MAKALAH PERADABAN ISLAM DINASTI UMAYAH PADA MASA ABDUL MALIK BIN MARWAN

BAB I
PENDAHULUAN

1.1 Latar Belakang
Islam merupakan agama yang mengatur berbagai macam dimensi kehidupan, seperti politik, kebudayaan, perekonomian, dan ilmu pengetahuan. Kaitannya dengan ilmu pengetahuan yang dikembangkan dari generasi ke generasi akan menghasilkan output sebuah tatanan islam yang berkelanjutan. Peradaban islam apabila tidak dilestarikan maka akan mengalami degradasi atau penurunan yang lama kelamaan akan mengalami kepunahan. Kaitannya dengan itu peradaban islam warisan Rasulullah SAW dari generasi ke generasi terus dikembangkan atau dilestarikan, tidak terkecuali pada zaman khalifah ke V Dinasti  Bani Umayyah, yaitu Abdul Malik bin Marwan(685-705M). Abdul Malik bin Marwan adalah Khalifah ke V dari Dinasti Bani Umayyah, yang secara keseluruhan Bani Umayyah berkuasa dalam kekhalifahannya selama 90 tahun. Dinasti Umayyah beribu kota di Damaskus. Abdul Malik bin Marwan merupakan putra dari Khalifah Marwan bin Hakam.
Pada masa pemerintahannya, tidak terjadi penaklukan dalam skala besar. Dia berkuasa kurang lebih 20 tahun yaitu sejak  tahun 685-705 M. Pada akhir pemerintahannya kira-kira 12 tahun adalah masa-masa makmur dan tentram. Untuk itu,dalam makalah ini pemakalah akan menguraikan lebih lanjut mengenai peradaban Islam pada masa Abdul Malik bin Marwan.

1.2 Rumusan Masalah
  1. Bagaimana Biografi Abdul Malik bin Marwan ?
  2. Bagaimana proses pengangkatan Abdul Malik menjadi Khalifah?
  3. Apa saja usaha –usaha yang dilakukan oleh Abdul Malik bin Mawran pada masa pemerintahnya ?
  4. Bagaimana sifat yang dimiliki Abdul Malik bin Marwan?
  5. Apa saja Jasa- jasa Abdul Malik bin Marwan pada masa pemerintahanya?

1.3 Tujuan Masalah
  1. Mengetahui bagaimana Biografi Abdul Malik bin Marwan ?
  2. Mengetahui bagaimana proses pengangkatan Abdul Malik menjadi Khalifah?
  3. Mengetahui apa saja usaha- usaha yang dilakukan Abdul Malik bin Marwan pada masa pemerintahanya?
  4. Mengetahui bagaimana sifat yang dimiliki Abdul Malik bin Marwan?
******
Daftar Tugas =>
A. Tentukan apakah setiap pernyataan berikut sesuai dengan teks tentang Abdul Malik bin Marwan: (i) Dinasti Umayyah beribu kota di Damaskus; (ii) Abdul Malik bin Marwan adalah khalifah keempat Dinasti Bani Umayyah; (iii) pada masa pemerintahan Abdul Malik bin Marwan terjadi penaklukan dalam skala besar. Jawab ya atau tidak untuk masing-masing, lalu kutip secara persis kata-kata teks yang menjadi penentunya.
B. Kutip tanpa perubahan bagian teks tentang Abdul Malik bin Marwan, yaitu rentang dari "2. Mengetahui bagaimana" sampai dengan "dilakukan Abdul Malik bin Marwan pada masa pemerintahanya?".
C. Tuliskan lanjutan teks tentang Abdul Malik bin Marwan, dimulai setelah kalimat terakhir yang ditampilkan.
Baris-baris yang tercantum sesudah ini tidak berhubungan dengan teks bacaan.

Data Tercatat =>
******
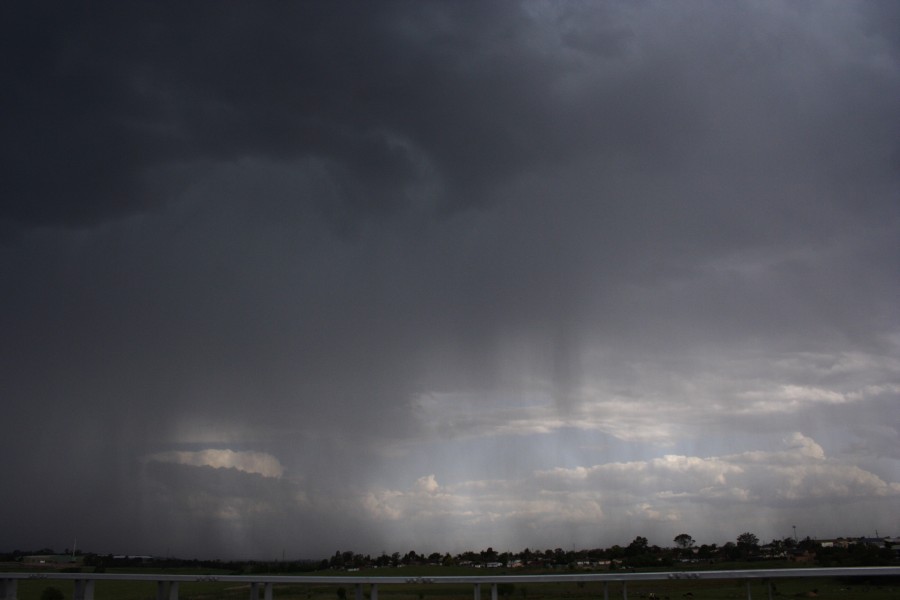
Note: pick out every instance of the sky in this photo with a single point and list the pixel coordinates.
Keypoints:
(286, 278)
******
Jawaban Tiap Tugas =>
A.
(i) Ya: "Dinasti Umayyah beribu kota di Damaskus."
(ii) Tidak: "Abdul Malik bin Marwan adalah Khalifah ke V dari Dinasti Bani Umayyah"
(iii) Tidak: "Pada masa pemerintahannya, tidak terjadi penaklukan dalam skala besar."

B.
2. Mengetahui bagaimana proses pengangkatan Abdul Malik menjadi Khalifah?
  3. Mengetahui apa saja usaha- usaha yang dilakukan Abdul Malik bin Marwan pada masa pemerintahanya?

C.
  5. Mengetahui bagaimana jasa- jasa Abdul Malik bin Marwan pada masa pemerintahanya?


BAB II
PEMAHASAN

2.1 Biografi Abdul Malik bin Marwan
Nama lengkap beliau yaitu Abdul Malik bin Marwan bin Al Hakam bin Abu Al ‘Ash binUmayah bin Abdu Syams bin Abdu Manaf. Ibunya adalah Aisyah binti Muawiyah bin Al Mughirah bin Abu Al ‘Ash bin Umayah. Silsilah ayah dan ibunya bertemu  pada Abu Al’Ash. Ibunya terkenal sebagai orang yang sangat baik prilaku dan sifat-sifatnya sehingga dari padanya terlahir pribahasa. Abdul Malik bin Marwan lahir di Madinah pada tahun 26 H, pada masa pemerintahan Utsman bin Affan. Tercatat, bahwa ia tumbuh dengan sangat cepat dan dan terkenal sebagai pemberani serta suka menolong. Begitu juga ia dikenal sebagai seorang penasihat, pujangga, bersifat spontan dan vocal dalam hak, yakni tidak merasa takut di cerca.
Dia pun dikenal sebagai orang yang hafal Al-Quran dan tercatat bahwa ia belajar ilmu-ilmu agama yakni, fiqih, tafsir, dan hadis kepada para guru dari kalangan para ulama Hijaz yang ada di Madinah. Ibnu Sa’ad telah meriwayatkan, bahwa penduduk madinah berkata : “Abdul Malik menghafal Al-Quran dari Utsman bin Affan dan mendengar (belajar) Hadits dari Abu Hurairah, Abu Sa’id Al Khudri, jabir bin Abdullah, dan dari para sahabat Rosulullah SAW yang lain. Dengan demikian tidaklah mengherankan, bilamana ia menjadi seorang ahli fiqih dan seorang ahli ilmu yang sangat mencinti ilmu. Begitu juga, ia pun seorang pujangga dan seorang kritikus syair yang ahli dalam membedakan syair yang baik dari yang jelek. Kemudian dia pun terkenal sebagai seorang yang memiliki klub tempat bertemu bab berdiskusi bersama para penyair dan pujangga untuk membahas tentang buku-buku kesusastraan, seperti kitab Al-Kamil karangan Al- Mubarrad, Kitab Al-Amali karangan Abu Ali, dab buku- buku kumpulan sastera yang lain-lain.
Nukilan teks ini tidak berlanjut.